Segment Start: MATERIAL FOR THIS TASK

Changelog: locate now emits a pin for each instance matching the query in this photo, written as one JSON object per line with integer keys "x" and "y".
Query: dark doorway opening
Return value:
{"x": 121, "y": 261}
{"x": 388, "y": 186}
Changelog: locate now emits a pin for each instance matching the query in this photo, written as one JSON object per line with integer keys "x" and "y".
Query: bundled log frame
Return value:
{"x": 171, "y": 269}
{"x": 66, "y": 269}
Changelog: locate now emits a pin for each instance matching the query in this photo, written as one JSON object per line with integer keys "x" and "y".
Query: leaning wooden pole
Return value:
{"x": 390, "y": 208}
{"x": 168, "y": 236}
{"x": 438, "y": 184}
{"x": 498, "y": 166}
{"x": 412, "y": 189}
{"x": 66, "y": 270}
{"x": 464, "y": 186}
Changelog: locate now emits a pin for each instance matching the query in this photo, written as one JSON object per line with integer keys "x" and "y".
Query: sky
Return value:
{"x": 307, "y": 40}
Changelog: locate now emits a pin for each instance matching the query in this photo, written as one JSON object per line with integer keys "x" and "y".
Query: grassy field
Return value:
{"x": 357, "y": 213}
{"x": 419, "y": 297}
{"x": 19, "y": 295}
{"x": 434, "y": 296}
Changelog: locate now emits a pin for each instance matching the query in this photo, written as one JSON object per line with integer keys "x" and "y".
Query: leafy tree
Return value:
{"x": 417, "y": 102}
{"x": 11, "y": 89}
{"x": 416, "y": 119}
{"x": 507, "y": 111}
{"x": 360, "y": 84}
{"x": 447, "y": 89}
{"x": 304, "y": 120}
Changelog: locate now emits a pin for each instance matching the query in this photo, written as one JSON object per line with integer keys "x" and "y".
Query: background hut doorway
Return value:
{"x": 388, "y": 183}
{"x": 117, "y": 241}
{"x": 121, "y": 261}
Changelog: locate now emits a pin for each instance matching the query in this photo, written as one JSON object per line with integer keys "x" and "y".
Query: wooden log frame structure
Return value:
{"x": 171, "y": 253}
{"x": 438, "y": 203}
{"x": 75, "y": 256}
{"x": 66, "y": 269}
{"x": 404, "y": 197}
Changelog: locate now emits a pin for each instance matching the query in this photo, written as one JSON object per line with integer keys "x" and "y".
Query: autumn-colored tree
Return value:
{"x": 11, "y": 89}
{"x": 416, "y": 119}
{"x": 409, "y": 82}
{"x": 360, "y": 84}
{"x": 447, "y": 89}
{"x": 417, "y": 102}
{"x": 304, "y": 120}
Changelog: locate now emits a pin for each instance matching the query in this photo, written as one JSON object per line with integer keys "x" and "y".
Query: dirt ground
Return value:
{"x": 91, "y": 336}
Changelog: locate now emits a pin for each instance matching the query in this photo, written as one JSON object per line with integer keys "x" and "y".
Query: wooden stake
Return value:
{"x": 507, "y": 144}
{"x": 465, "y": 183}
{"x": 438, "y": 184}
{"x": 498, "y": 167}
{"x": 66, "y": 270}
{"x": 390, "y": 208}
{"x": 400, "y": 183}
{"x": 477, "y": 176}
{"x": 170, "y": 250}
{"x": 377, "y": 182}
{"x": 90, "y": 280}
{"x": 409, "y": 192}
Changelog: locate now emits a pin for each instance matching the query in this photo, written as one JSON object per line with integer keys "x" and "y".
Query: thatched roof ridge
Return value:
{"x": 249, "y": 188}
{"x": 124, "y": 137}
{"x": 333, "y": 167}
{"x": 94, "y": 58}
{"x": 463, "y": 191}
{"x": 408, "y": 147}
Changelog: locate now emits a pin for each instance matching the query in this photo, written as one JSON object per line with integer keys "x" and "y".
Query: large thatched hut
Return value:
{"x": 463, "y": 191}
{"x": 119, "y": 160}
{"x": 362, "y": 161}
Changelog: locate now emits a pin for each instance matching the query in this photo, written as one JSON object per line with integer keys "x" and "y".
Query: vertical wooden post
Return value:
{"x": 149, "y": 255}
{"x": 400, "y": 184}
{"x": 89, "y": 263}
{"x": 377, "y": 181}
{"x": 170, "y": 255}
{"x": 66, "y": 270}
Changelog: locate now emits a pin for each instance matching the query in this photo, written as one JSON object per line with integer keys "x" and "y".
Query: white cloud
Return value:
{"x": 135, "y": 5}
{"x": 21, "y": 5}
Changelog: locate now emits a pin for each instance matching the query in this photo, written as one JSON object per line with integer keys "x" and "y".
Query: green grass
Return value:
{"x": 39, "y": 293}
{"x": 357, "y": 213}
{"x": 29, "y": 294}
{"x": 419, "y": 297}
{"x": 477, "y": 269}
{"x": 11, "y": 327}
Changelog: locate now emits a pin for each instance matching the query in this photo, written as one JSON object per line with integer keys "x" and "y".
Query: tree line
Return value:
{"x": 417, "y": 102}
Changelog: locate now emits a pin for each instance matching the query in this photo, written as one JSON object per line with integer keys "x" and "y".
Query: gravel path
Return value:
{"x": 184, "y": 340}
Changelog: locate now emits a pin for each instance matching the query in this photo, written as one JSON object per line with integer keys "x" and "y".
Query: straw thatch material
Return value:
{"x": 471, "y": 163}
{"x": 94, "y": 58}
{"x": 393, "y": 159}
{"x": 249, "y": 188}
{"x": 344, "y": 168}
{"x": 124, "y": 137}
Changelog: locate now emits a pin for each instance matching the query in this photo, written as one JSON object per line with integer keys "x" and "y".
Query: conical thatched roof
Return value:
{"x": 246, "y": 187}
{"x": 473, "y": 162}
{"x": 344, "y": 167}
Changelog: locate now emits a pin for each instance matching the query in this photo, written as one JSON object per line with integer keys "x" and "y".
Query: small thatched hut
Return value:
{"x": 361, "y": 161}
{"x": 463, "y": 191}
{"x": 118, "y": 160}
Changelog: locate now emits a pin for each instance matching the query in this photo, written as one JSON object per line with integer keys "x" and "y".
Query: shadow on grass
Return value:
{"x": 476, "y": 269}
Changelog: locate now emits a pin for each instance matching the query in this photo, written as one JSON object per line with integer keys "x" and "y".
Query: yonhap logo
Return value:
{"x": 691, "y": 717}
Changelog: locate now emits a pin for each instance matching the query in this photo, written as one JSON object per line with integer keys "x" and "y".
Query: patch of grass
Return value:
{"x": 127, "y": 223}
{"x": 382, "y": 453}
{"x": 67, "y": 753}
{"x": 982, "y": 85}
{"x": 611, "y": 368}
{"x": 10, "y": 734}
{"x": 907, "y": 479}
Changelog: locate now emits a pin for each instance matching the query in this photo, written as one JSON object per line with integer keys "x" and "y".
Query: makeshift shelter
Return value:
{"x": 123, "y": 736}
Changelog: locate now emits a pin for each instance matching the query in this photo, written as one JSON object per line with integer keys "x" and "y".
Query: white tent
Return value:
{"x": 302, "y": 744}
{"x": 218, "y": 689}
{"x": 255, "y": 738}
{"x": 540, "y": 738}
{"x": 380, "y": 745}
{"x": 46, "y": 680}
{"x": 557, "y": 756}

Segment End: MATERIAL FOR THIS TASK

■ **TASK DIRECTIONS**
Print the records above exactly. Omit nothing.

■ **RESULT OF THIS EXERCISE**
Changelog: locate now emits a pin for each instance matching the query in this photo, written as one JSON object per line with integer keys "x" and "y".
Query: dark doorway opening
Return value:
{"x": 121, "y": 261}
{"x": 388, "y": 186}
Changelog: locate now emits a pin for each instance matching the query in this photo, written as one JSON object per line with integer keys "x" and "y".
Query: bundled log frame
Return value:
{"x": 171, "y": 269}
{"x": 66, "y": 269}
Changelog: locate now emits a pin for each instance matching the query in this photo, written as one JSON object per line with integer keys "x" and "y".
Query: leaning wooden pole
Return value:
{"x": 390, "y": 208}
{"x": 168, "y": 236}
{"x": 438, "y": 184}
{"x": 498, "y": 166}
{"x": 412, "y": 189}
{"x": 66, "y": 270}
{"x": 464, "y": 186}
Changelog: locate now emits a pin for each instance matching the query in this photo, written as one JSON object per line with integer keys "x" and "y".
Query: sky
Return value:
{"x": 307, "y": 40}
Changelog: locate now emits a pin for each instance matching the query in this photo, written as one JSON object per line with integer keys "x" and "y".
Query: grassy field
Return value:
{"x": 357, "y": 213}
{"x": 419, "y": 297}
{"x": 19, "y": 295}
{"x": 434, "y": 296}
Changelog: locate now emits a pin for each instance matching the query in this photo, written as one JSON object per line with integer keys "x" and "y".
Query: leafy tree
Return value:
{"x": 417, "y": 102}
{"x": 11, "y": 89}
{"x": 416, "y": 119}
{"x": 507, "y": 111}
{"x": 360, "y": 84}
{"x": 447, "y": 89}
{"x": 304, "y": 120}
Changelog: locate now emits a pin for each instance matching the query in this photo, written as one JSON object per line with integer keys "x" and "y".
Query: background hut doorway
Return value:
{"x": 388, "y": 183}
{"x": 117, "y": 241}
{"x": 121, "y": 261}
Changelog: locate now emits a pin for each instance matching the query in this photo, written as one JSON object per line with integer keys "x" and "y".
Query: wooden log frame structure
Return value:
{"x": 171, "y": 253}
{"x": 438, "y": 203}
{"x": 75, "y": 256}
{"x": 66, "y": 269}
{"x": 404, "y": 197}
Changelog: locate now emits a pin for each instance matching the query in this photo, written as one JSON object per line with integer keys "x" and "y".
Query: autumn-colored tree
Return value:
{"x": 11, "y": 89}
{"x": 416, "y": 119}
{"x": 409, "y": 82}
{"x": 360, "y": 84}
{"x": 447, "y": 89}
{"x": 417, "y": 102}
{"x": 304, "y": 120}
Changelog: locate now emits a pin for each instance matching the query in this photo, written as one JSON object per line with integer keys "x" and "y".
Query: dirt ground
Return value:
{"x": 91, "y": 336}
Changelog: locate now emits a pin for each instance matching the query in this photo, written as one JSON object per line with integer keys "x" and "y".
Query: wooden stake
Return value:
{"x": 507, "y": 144}
{"x": 465, "y": 183}
{"x": 438, "y": 184}
{"x": 498, "y": 167}
{"x": 66, "y": 270}
{"x": 390, "y": 208}
{"x": 400, "y": 183}
{"x": 477, "y": 176}
{"x": 170, "y": 250}
{"x": 377, "y": 182}
{"x": 90, "y": 280}
{"x": 409, "y": 192}
Changelog: locate now emits a pin for each instance matching the query in this photo, written as one JSON object per line with integer keys "x" and "y".
Query: thatched roof ridge
Return value:
{"x": 249, "y": 188}
{"x": 124, "y": 137}
{"x": 333, "y": 167}
{"x": 94, "y": 58}
{"x": 463, "y": 191}
{"x": 408, "y": 147}
Changelog: locate now emits a pin for each instance matching the query in this photo, written as one JSON object per line with integer keys "x" and "y".
Query: large thatched hut
Return value:
{"x": 463, "y": 191}
{"x": 119, "y": 160}
{"x": 362, "y": 161}
Changelog: locate now emits a pin for each instance matching the query in this photo, written as one JSON object per line with integer keys "x" and "y".
Query: vertical wooden post
Return value:
{"x": 149, "y": 255}
{"x": 400, "y": 184}
{"x": 89, "y": 263}
{"x": 377, "y": 181}
{"x": 170, "y": 255}
{"x": 66, "y": 270}
Changelog: locate now emits a pin for each instance matching the query in this photo, written as one JSON object per line with integer keys "x" and "y".
Query: white cloud
Return value:
{"x": 135, "y": 5}
{"x": 21, "y": 5}
Changelog: locate now emits a pin for each instance matching the query in this photo, written as one JSON object per line with integer keys "x" and "y".
Query: green grass
Return value:
{"x": 39, "y": 293}
{"x": 357, "y": 213}
{"x": 29, "y": 294}
{"x": 419, "y": 297}
{"x": 477, "y": 269}
{"x": 11, "y": 327}
Changelog: locate now emits a pin for each instance matching the query in this photo, written as one JSON object per line with integer keys "x" and "y".
Query: tree line
Return value:
{"x": 417, "y": 102}
Changelog: locate now emits a pin for each instance matching the query in this photo, written as one JSON object per line with integer keys "x" and "y".
Query: gravel path
Return value:
{"x": 184, "y": 340}
Changelog: locate now emits a pin for each instance matching the query in this photo, written as one JSON object per line with integer keys "x" and "y".
Query: straw thatch material
Return value:
{"x": 471, "y": 163}
{"x": 94, "y": 58}
{"x": 393, "y": 159}
{"x": 249, "y": 188}
{"x": 344, "y": 168}
{"x": 124, "y": 137}
Changelog: locate now emits a pin for each instance matching the query in this photo, written as one JSON object per line with integer keys "x" and "y".
Query: conical thatched roof
Return value:
{"x": 246, "y": 187}
{"x": 473, "y": 162}
{"x": 344, "y": 167}
Changelog: locate now emits a pin for each instance matching the query in this photo, written as one JSON object per line with integer keys "x" and "y".
Query: small thatched hut
Return value:
{"x": 361, "y": 161}
{"x": 463, "y": 191}
{"x": 118, "y": 160}
Changelog: locate now emits a pin for each instance matching the query in this photo, written as one JSON object per line with integer keys "x" and "y".
Query: shadow on grass
Return value:
{"x": 476, "y": 269}
Changelog: locate now emits a pin for each instance matching the query in this photo, written as one JSON object per line with integer keys "x" and "y".
Query: yonhap logo
Return value:
{"x": 691, "y": 717}
Changelog: locate now emits a pin for each instance matching the query in this photo, written as one JSON object per line with integer keys "x" and "y".
Query: patch of grass
Return value:
{"x": 127, "y": 223}
{"x": 382, "y": 453}
{"x": 67, "y": 753}
{"x": 982, "y": 85}
{"x": 611, "y": 368}
{"x": 10, "y": 734}
{"x": 907, "y": 479}
Changelog: locate now emits a pin for each instance matching the query in this photo, written as one JSON object per line with integer keys "x" and "y".
Query: makeshift shelter
Return value:
{"x": 123, "y": 736}
Changelog: locate now emits a pin for each instance matching the query in this photo, written as one JSON object per line with integer keys "x" and "y".
Query: white tent
Return value:
{"x": 302, "y": 744}
{"x": 218, "y": 689}
{"x": 255, "y": 738}
{"x": 540, "y": 738}
{"x": 380, "y": 745}
{"x": 46, "y": 680}
{"x": 557, "y": 756}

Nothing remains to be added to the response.